Directions
Reproduce every record below exactly as it appears.

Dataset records
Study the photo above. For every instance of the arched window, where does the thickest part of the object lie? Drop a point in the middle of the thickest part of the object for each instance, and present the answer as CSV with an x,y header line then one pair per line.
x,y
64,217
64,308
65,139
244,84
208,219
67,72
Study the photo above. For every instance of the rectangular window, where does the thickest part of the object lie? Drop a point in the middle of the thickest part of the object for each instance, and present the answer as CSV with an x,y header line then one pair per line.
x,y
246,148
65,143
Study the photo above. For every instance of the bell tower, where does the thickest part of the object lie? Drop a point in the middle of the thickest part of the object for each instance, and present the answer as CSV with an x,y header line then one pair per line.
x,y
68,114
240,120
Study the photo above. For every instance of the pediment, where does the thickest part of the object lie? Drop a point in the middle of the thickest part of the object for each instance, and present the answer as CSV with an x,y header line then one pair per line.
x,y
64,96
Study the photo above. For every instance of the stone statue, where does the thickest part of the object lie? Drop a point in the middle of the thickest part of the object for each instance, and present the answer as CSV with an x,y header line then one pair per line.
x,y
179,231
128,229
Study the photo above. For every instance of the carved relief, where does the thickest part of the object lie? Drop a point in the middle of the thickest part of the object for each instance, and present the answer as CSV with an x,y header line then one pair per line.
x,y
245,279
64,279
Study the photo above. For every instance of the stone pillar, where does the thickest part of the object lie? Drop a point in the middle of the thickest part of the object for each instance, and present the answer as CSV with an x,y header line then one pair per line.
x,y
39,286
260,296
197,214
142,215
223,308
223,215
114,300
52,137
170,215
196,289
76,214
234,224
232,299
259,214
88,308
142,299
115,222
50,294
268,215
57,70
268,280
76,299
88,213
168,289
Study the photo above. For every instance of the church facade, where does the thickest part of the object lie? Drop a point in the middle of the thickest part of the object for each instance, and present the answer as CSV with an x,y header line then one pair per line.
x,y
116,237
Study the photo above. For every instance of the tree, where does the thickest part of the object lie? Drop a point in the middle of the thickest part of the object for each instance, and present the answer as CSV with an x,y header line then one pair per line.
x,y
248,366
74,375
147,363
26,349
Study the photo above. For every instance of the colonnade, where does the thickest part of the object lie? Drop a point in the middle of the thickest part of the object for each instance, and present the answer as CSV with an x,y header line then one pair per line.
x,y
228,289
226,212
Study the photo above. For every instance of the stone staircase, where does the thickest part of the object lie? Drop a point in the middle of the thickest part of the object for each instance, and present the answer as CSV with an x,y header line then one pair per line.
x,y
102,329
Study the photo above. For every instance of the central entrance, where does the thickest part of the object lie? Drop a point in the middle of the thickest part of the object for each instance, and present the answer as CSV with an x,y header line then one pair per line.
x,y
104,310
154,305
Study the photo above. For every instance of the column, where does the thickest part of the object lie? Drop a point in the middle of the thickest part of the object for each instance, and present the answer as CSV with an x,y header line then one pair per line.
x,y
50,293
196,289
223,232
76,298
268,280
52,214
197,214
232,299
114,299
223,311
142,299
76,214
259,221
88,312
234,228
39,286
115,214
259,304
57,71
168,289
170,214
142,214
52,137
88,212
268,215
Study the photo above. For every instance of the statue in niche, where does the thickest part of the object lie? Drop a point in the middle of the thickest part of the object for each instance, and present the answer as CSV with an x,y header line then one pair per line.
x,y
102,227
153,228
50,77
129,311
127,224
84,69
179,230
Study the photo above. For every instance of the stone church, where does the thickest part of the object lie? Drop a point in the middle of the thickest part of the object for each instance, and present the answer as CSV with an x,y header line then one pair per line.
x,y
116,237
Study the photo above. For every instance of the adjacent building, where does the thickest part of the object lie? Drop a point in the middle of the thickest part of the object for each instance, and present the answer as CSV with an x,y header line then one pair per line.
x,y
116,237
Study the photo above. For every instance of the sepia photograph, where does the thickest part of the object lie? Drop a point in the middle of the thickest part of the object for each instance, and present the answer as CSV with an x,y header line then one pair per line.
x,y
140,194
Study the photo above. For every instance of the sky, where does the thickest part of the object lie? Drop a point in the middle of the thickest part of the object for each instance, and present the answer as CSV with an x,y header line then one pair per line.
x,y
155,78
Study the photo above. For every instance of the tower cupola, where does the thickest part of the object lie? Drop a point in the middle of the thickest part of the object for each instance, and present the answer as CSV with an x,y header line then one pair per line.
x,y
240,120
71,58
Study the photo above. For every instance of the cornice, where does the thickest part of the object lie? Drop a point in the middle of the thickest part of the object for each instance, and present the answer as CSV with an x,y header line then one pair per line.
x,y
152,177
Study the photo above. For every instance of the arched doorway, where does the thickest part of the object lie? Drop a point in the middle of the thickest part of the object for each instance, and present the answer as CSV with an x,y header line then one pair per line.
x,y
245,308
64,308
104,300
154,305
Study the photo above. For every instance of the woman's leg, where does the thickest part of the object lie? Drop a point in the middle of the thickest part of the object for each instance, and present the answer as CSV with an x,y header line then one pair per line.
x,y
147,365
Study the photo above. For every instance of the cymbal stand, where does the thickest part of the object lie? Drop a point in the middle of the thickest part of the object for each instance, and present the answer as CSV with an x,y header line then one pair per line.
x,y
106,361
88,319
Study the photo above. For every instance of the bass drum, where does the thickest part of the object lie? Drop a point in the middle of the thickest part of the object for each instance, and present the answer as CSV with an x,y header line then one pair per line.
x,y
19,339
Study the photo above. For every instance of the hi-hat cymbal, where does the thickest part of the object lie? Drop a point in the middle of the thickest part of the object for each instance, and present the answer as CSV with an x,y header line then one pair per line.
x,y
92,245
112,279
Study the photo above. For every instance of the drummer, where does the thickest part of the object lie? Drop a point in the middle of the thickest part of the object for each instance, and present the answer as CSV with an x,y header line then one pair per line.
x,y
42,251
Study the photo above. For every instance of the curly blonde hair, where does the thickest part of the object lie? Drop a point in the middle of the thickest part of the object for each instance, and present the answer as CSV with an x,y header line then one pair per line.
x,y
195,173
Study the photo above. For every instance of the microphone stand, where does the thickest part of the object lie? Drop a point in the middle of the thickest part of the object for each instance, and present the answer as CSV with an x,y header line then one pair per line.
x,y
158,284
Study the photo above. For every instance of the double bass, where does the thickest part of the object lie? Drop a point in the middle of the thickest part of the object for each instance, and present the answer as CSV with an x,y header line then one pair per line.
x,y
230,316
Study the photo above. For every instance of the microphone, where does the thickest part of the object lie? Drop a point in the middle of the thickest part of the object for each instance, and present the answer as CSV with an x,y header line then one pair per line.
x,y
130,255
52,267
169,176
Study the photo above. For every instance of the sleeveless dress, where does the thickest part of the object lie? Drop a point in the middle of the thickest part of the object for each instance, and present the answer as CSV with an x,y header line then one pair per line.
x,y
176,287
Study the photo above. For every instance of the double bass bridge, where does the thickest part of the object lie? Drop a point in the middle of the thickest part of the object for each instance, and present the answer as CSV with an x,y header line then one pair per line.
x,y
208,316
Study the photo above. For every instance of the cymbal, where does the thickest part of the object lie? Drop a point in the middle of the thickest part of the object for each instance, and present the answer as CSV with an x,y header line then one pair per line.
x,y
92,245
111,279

Task result
Study the photo above. For every instance of the arched window, where does the thickest part of the object lie? Drop a point in the middle of the thickest part of the object for each instance, and present the answer as CSV with an x,y header line then one pair per line.
x,y
64,217
64,308
65,139
244,84
208,219
67,72
Study the photo above. For every instance of the rectangular window, where does the thickest part of the object lie? Drop a point in the middle of the thickest part of the object for each instance, and present the answer as CSV with an x,y header line then one pair per line.
x,y
246,148
65,143
Study the photo above. For every instance of the bell tower, where does the thickest part of the object lie? Drop a point in the middle of the thickest part of the object for each instance, and present the answer as CSV with an x,y header line then one pair per line.
x,y
68,114
240,120
Study the photo above. For every instance of the pediment, where does the thickest part of the object lie? Drop a point in the middle of the thickest part of the object for each instance, and present the answer as CSV with an x,y header line then one pair per line.
x,y
64,96
Study the photo above. For every instance of the stone statue, where does the thickest part of the object lie? Drop a point in the middle of the thickest part of the object for each instance, and present the answer as CSV with an x,y header line then one pair per line.
x,y
179,231
128,229
Study the photo above. For every instance of the carved relief, where does the thickest part of the object lie? Drop a point in the middle of the thickest part of the object for each instance, and present the answer as CSV with an x,y header line then one pair per line.
x,y
245,279
64,279
Study the photo above. For every instance of the stone pillar, where does the thickest part of the object lie? Drop a point in the middle of the thickest part of the object for each instance, and present the answer as CSV with an x,y header line then one pair per line.
x,y
39,286
260,296
197,214
142,215
223,308
223,215
114,300
52,137
170,215
196,289
76,214
234,224
232,299
259,214
88,308
142,299
115,222
50,294
268,215
57,70
268,280
76,299
88,213
168,289
Study the photo above. For every instance of the church facade, where does the thickest part of the object lie? Drop a point in the middle of the thickest part of the object for each instance, and present the answer as CSV with an x,y header line then one pair per line.
x,y
116,237
Study the photo above. For every instance of the tree, where does the thickest part of the object lie? Drop a point in the middle of the thickest part of the object for each instance, and present the answer as CSV with an x,y header line then one pair per line.
x,y
248,366
74,375
147,363
26,349
Study the photo above. For every instance of the colonnade, where does the thickest part of the object lie? Drop a point in the middle of the thickest part of the object for each instance, and present the answer as CSV with an x,y header line then one pair per line.
x,y
228,289
226,212
Study the photo above. For every instance of the stone staircase, where does the thickest part of the object lie? Drop a point in the middle of the thickest part of the object for each instance, and present the answer as CSV with an x,y header line then one pair per line.
x,y
102,329
Study the photo above. For every instance of the central entrance, where does the thickest part of the object lie? Drop a point in the middle of the thickest part of the object for each instance, and present the answer as CSV with an x,y header line then one pair per line.
x,y
104,310
154,305
Study the photo above. For every instance of the column, where does the thickest part of the object lie? Drop a point in the middle of the thickest part of the object for each instance, and present the answer as CSV with an x,y header line then one pair per line.
x,y
50,293
196,289
223,232
76,298
268,280
52,214
197,214
232,299
114,299
223,311
142,299
76,214
259,221
88,312
234,228
39,286
115,214
259,304
57,71
168,289
170,214
142,214
52,137
88,212
268,215
Study the photo above. For every instance of the statue in niche, where does the thickest part of the object lie? Drop a point in the middle of the thickest part of the object for each instance, and present the answer as CSV with an x,y header line then one pair per line.
x,y
102,227
153,228
50,77
129,311
127,224
84,69
179,230
Study the photo above. For every instance of the stone church, where does the thickest part of the object lie? Drop a point in the middle of the thickest part of the object for each instance, and present the answer as CSV with an x,y header line then one pair per line.
x,y
116,237
Study the photo above. For every instance of the adjacent building, where does the thickest part of the object lie? Drop a point in the middle of the thickest part of the object for each instance, and present the answer as CSV with an x,y header line then one pair per line.
x,y
116,237
Study the photo above. For every instance of the sepia photograph, where does the thickest part of the object lie? Drop a point in the middle of the thickest part of the object for each instance, and present the answer as CSV with an x,y header line then one pair per line.
x,y
140,194
Study the photo above. For every instance of the sky, where does the thickest part of the object lie? Drop a point in the middle of the thickest part of the object for each instance, and present the answer as CSV with an x,y header line then one pair per line.
x,y
155,78
Study the photo above. For every instance of the tower cupola, where does the thickest part of the object lie? Drop a point in the middle of the thickest part of the object for each instance, and present the answer as CSV with an x,y header line then one pair per line.
x,y
240,120
71,58
Study the photo above. For every instance of the cornice, where does the thickest part of the object lie? Drop a point in the middle of the thickest part of the object for each instance, and present the answer as CSV with an x,y header line then one pair per line.
x,y
152,177
Study the photo above. For every instance of the arched doorway, where does the thickest part of the object lie? Drop a point in the middle of the thickest part of the object for each instance, and present the answer as CSV with an x,y header line then one pair per line.
x,y
245,308
64,308
104,300
154,305
Study the photo above. For every instance of the woman's leg, where does the thickest part of the object lie? Drop a point in the middle of the thickest part of the object for each instance, and present the answer as CSV with an x,y header line then one pair per line.
x,y
147,365
Study the photo above. For every instance of the cymbal stand, where does the thickest part of the object lie? Drop a point in the middle of the thickest part of the object for each instance, and present the answer as CSV with an x,y header line then one pair per line.
x,y
106,361
88,319
Study the photo above. For every instance of the bass drum, where does the thickest part of the object lie? Drop a point in the middle of the thickest part of the object for each instance, and present the answer as CSV with an x,y header line then one pair per line.
x,y
19,339
Study the photo above. For every instance of the hi-hat cymbal, where does the thickest part of the object lie? Drop a point in the middle of the thickest part of the object for each instance, and present the answer as CSV with an x,y header line then one pair per line.
x,y
92,245
112,279
Study the photo above. For every instance of the drummer, where does the thickest part of the object lie? Drop a point in the middle of the thickest part of the object for each instance, and present the answer as CSV with an x,y header line then one pair per line.
x,y
42,251
Study the photo above. For every instance of the curly blonde hair, where does the thickest part of the object lie? Drop a point in the middle of the thickest part of the object for each instance, and present the answer as CSV with an x,y header line then one pair per line.
x,y
195,173
Study the photo above. For every instance of the microphone stand, where does the thickest part of the object lie? Drop a point in the middle of the thickest part of the object for each instance, and present the answer as CSV with an x,y header line then one pair per line.
x,y
158,284
Study the photo above. For every instance of the double bass, where does the thickest part of the object lie? Drop a point in the middle of the thickest part of the object for each instance, and present the answer as CSV with an x,y header line then one pair per line.
x,y
230,316
Study the photo above. For every instance of the microphone, where does the thickest part of the object lie? Drop a point in the middle of the thickest part of the object for each instance, and present the answer as CSV with an x,y header line then one pair per line.
x,y
130,255
52,267
169,176
Study the photo above. For every instance of the sleeveless dress, where does the thickest part of the object lie? Drop a point in the middle of the thickest part of the object for each instance, and present the answer as CSV with an x,y header line then one pair per line.
x,y
176,287
Study the photo above. For every instance of the double bass bridge, where does the thickest part of the object lie? Drop a point in the middle of the thickest part of the object for each instance, and present the answer as CSV with an x,y header line then one pair per line.
x,y
208,316
Study the photo above. For every instance of the cymbal, where does the thickest part of the object lie? Drop a point in the middle of the thickest part of the object for each instance, and present the answer as CSV with an x,y header line then one pair per line.
x,y
92,245
111,279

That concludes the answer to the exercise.